### [TÂCHES À RÉALISER]
1: Dans l'entretien sur le métier de pilote de ligne, relevez tous les attraits des Seychelles que cite la personne interrogée.
2: Poursuivez l'entretien sur le métier de pilote de ligne à partir de sa dernière phrase.

### [TEXTE FOURNI]
|---|

D’un point de vue purement managérial et financier, je comprends la décision de la compagnie. Ce n’est pas de gaîté de cœur que notre CEO, son Excellence Monsieur Akbar Al Baker, a choisi de se séparer de certains pilotes. Cependant, j’ai bon espoir d’une éclaircie dans l’industrie aéronautique grâce au vaccin et au passeport de santé digital. Je suis absolument certaine que Qatar Airways qui rebondit déjà, conservera sa place de leader, toujours dans l’excellence et continuera de rappeler ses pilotes émérites au fur et mesure de la normalisation des activités aériennes.
D-N : Être pilote d’une ligne internationale suppose que vous connaissez le monde… Laquelle des destinations appréciez-vous le plus et pourquoi ?
Le voyage nous expose à de nouveaux horizons, aux contextes sociaux, économiques, historiques et culturels différents. Il modifie en profondeur non seulement notre vision du monde et de ses réalités mais il nous donne également l’opportunité de nous découvrir nous-mêmes sous un autre angle et de nous consacrer à l’essentiel. De par la nature intrinsèque de ce métier, nous voyageons de villes en villes. The world is my oyster ! De ce fait j’ai développé un certain désenchantement de l’amour des villes que j’avais auparavant et je préfère de loin me retrouver en pleine nature, loin des foules et de la technologie. J’ai donc une affection particulière pour les Seychelles, son calme et sa volupté, ses magnifiques plages sauvages aux sables blancs éclatants, sa végétation tropicale luxuriante et son récif délicat. Cependant je ne perds par de vue l’essentiel : ma Côte d’Ivoire. La terre de mon enfance, ma patrie où réside une bonne partie de ma famille, mes amis et mes souvenirs. Comme nous disons chez moi, Abidjan est le plus « doux » au monde.
D-N : Qu’est-ce qui explique le fait qu’il y ait si peu de femmes pilotes de ligne ?
Si quelques pionnières ont joué un rôle important dans l’histoire de l’aviation, les femmes peinent toujours à s’imposer dans les cockpits des avions de ligne. La proportion de pilotes professionnels de sexe féminin tournait mondialement autour de 5 % en 2020, avec 1,4% de femmes commandant de bord d’après les statistiques de l’International Society of Women Airline Pilots (ISA). Pourtant, les mentalités commencent à changer et ce d’autant plus qu’un besoin estimé à plus de 800.000 pilotes était en demande pour 2038 avant la pandémie. Mais les campagnes de recrutement ne suffiront pas à augmenter le nombre de femmes pilotant des avions.

|---|

### [ENREGISTREMENTS DE DONNÉES]

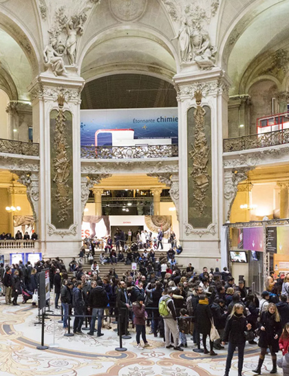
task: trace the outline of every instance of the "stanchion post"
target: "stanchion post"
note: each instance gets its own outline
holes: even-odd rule
[[[120,337],[120,346],[116,347],[115,350],[116,351],[127,351],[127,348],[126,347],[122,347],[122,337],[121,335],[121,319],[120,319],[120,313],[118,314],[118,335]]]
[[[61,304],[61,320],[59,320],[57,322],[59,322],[59,324],[63,324],[63,307],[62,306],[62,304]]]
[[[47,346],[44,346],[44,311],[42,311],[42,322],[41,322],[41,346],[37,346],[38,350],[47,350]]]
[[[127,334],[127,313],[128,310],[125,309],[125,335],[122,335],[122,338],[124,340],[130,340],[131,338],[131,335],[129,335]]]
[[[73,337],[74,333],[70,333],[70,315],[68,315],[68,332],[64,334],[65,337]]]

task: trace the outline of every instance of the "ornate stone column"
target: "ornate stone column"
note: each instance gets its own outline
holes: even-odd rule
[[[81,92],[76,74],[47,71],[30,87],[34,140],[40,144],[39,239],[50,257],[69,259],[81,245]]]
[[[223,137],[228,137],[228,79],[219,67],[180,73],[174,81],[179,118],[181,256],[198,270],[219,265],[224,223]],[[192,260],[193,259],[193,260]]]
[[[153,196],[153,215],[160,216],[160,194],[162,189],[151,189]]]
[[[277,185],[280,188],[280,218],[288,218],[289,182],[279,182]]]
[[[93,188],[92,191],[94,195],[94,202],[96,207],[96,216],[101,216],[103,215],[103,207],[101,202],[101,195],[103,194],[103,189],[99,188]]]
[[[19,118],[17,102],[10,102],[6,107],[8,114],[8,135],[10,140],[19,140]]]

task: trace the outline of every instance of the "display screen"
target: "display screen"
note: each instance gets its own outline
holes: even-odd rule
[[[255,251],[251,251],[252,253],[252,260],[254,261],[258,261],[259,260],[259,255],[258,252],[256,252]]]
[[[232,262],[247,262],[247,255],[246,252],[230,251],[230,258]]]

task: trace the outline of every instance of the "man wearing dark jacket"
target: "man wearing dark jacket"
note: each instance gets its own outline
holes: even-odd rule
[[[224,346],[221,346],[221,338],[223,337],[223,333],[226,326],[226,320],[228,317],[228,313],[225,311],[225,302],[223,299],[215,299],[215,302],[213,303],[211,311],[212,311],[213,318],[214,320],[214,324],[219,332],[220,338],[214,341],[214,347],[217,350],[224,348]]]
[[[129,297],[126,289],[125,282],[120,281],[120,288],[118,289],[116,292],[116,307],[119,309],[120,317],[119,317],[118,335],[127,335],[127,325],[126,320],[129,314]],[[120,333],[120,326],[121,326],[121,333]],[[127,328],[127,333],[125,333]]]
[[[281,324],[283,328],[284,325],[289,322],[289,304],[287,302],[287,296],[286,295],[280,296],[280,302],[278,302],[276,306],[281,316]]]
[[[167,306],[169,314],[164,319],[164,340],[166,348],[170,348],[173,347],[171,343],[171,334],[173,338],[173,349],[178,351],[183,351],[183,349],[180,346],[180,332],[178,326],[177,311],[175,311],[175,304],[173,300],[173,291],[168,289],[164,291],[164,295],[160,300],[160,302],[164,301]],[[161,305],[159,305],[160,307]]]
[[[60,306],[58,306],[58,300],[61,291],[61,275],[60,275],[59,269],[56,269],[55,271],[54,283],[55,293],[54,308],[59,309]]]
[[[12,276],[11,273],[11,269],[9,267],[6,269],[6,271],[5,272],[3,284],[6,288],[6,292],[5,293],[6,304],[11,304]]]
[[[73,283],[68,282],[67,286],[63,286],[61,291],[61,306],[63,309],[63,328],[65,331],[68,328],[67,318],[69,311],[69,306],[72,303],[72,291]]]
[[[96,286],[97,284],[97,286]],[[96,326],[96,320],[97,319],[97,336],[101,337],[103,333],[101,333],[101,323],[103,321],[104,308],[108,304],[109,299],[107,292],[103,286],[103,281],[99,280],[96,283],[92,281],[92,291],[89,294],[89,306],[92,311],[92,321],[90,322],[90,330],[87,334],[94,335]]]
[[[83,311],[85,303],[83,299],[81,292],[83,286],[83,284],[81,281],[77,281],[76,286],[72,290],[72,306],[74,309],[74,315],[78,316],[74,317],[73,324],[73,333],[74,334],[83,334],[81,331],[81,326],[83,324]]]

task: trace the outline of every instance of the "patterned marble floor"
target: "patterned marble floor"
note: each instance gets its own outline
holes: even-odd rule
[[[20,299],[19,299],[20,300]],[[0,376],[223,376],[226,349],[217,351],[213,359],[192,351],[193,344],[188,337],[188,348],[183,353],[164,348],[162,339],[147,335],[151,348],[136,348],[135,334],[124,340],[125,352],[115,351],[118,337],[113,330],[104,330],[100,338],[87,335],[63,337],[62,324],[54,319],[45,320],[45,344],[56,344],[40,351],[41,329],[34,325],[37,309],[31,304],[19,306],[5,305],[0,298]],[[254,375],[258,348],[246,348],[244,376]],[[279,354],[279,356],[281,356]],[[269,356],[262,375],[271,369]],[[237,357],[234,357],[231,376],[237,376]],[[279,370],[278,375],[282,375]]]

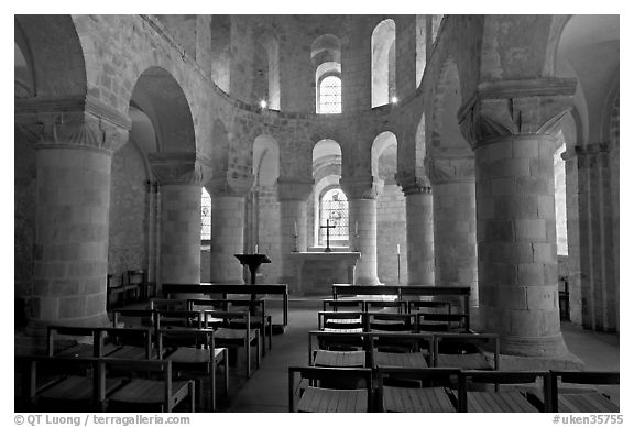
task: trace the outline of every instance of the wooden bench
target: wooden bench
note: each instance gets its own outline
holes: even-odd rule
[[[300,381],[295,385],[295,376]],[[309,380],[305,382],[302,380]],[[327,384],[328,387],[323,387]],[[335,388],[336,384],[349,385]],[[359,387],[359,388],[358,388]],[[298,403],[295,404],[295,401]],[[288,368],[288,412],[372,412],[372,370],[364,368]]]
[[[550,373],[547,371],[460,371],[458,385],[458,403],[460,412],[469,413],[536,413],[551,412],[550,407]],[[471,390],[473,384],[494,384],[492,390]],[[500,388],[500,385],[506,385]],[[507,387],[509,384],[522,384],[522,388]],[[531,393],[525,385],[531,384]],[[531,401],[529,396],[540,395],[539,399]]]
[[[178,297],[183,294],[221,295],[227,299],[229,295],[251,295],[255,299],[258,295],[281,295],[282,327],[288,325],[288,286],[285,284],[258,284],[258,285],[200,285],[200,284],[164,284],[163,296],[165,298]],[[190,298],[190,296],[189,296]]]
[[[171,413],[182,402],[189,403],[190,412],[196,410],[194,381],[173,381],[171,360],[101,359],[99,363],[102,365],[99,370],[99,396],[105,395],[103,384],[111,372],[118,375],[117,379],[123,372],[129,373],[124,376],[125,384],[108,396],[109,412]],[[158,376],[143,377],[147,373]]]
[[[260,329],[260,336],[269,338],[269,350],[273,348],[273,320],[266,314],[266,302],[264,299],[187,299],[188,309],[214,307],[221,311],[248,310],[251,315],[251,327]],[[244,329],[242,319],[237,319],[232,324],[240,329]],[[262,346],[263,355],[266,355],[266,346]]]
[[[619,372],[600,371],[551,371],[553,412],[560,413],[617,413],[619,405],[597,388],[570,387],[571,384],[582,385],[616,385],[620,383]]]
[[[493,364],[481,346],[491,346]],[[500,337],[496,333],[434,333],[434,365],[467,370],[500,369]]]
[[[160,329],[158,353],[172,361],[177,373],[203,373],[209,380],[209,408],[216,410],[216,368],[223,368],[225,396],[229,394],[229,357],[226,348],[217,348],[215,332],[209,329]],[[168,349],[166,349],[168,347]],[[178,375],[181,376],[181,375]],[[195,380],[198,380],[196,376]],[[196,394],[201,399],[200,381],[196,381]],[[201,402],[199,406],[203,407]]]
[[[379,412],[455,413],[458,404],[451,386],[458,383],[458,370],[379,368]],[[409,386],[389,385],[387,381]]]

|---|

### [RÉPONSES DE L'EXERCICE]
1:
- son calme
- sa volupté
- ses magnifiques plages sauvages aux sables blancs éclatants
- sa végétation tropicale luxuriante
- son récif délicat

2:
D-N : Pourquoi ?
Il faudra une approche à plusieurs volets. Changer la perception, présenter des modèles positifs dans les médias, amener les jeunes filles à réfléchir à leur propre avenir et leur montrer à un âge précoce que devenir pilote est un choix de carrière viable sous tous les facettes clés d’une vie, au travers des forums de métier, de visite d’écoles et de classes pour assurer un avenir solide aux femmes dans cette industrie. Marian Wright Edelman, une militante activiste Américaine pour les droits des enfants a dit : “You can't be what you can't see.” Je pense qu’il faut plus d’exposition des femmes pour que les jeunes filles réalisent que cela est possible. Maintenant les avions sont tellement compensés que la force physique n’est pas nécessaire.
D-N : Comment réagissent les passagers lorsqu’ils savent qu’une femme est aux commandes ?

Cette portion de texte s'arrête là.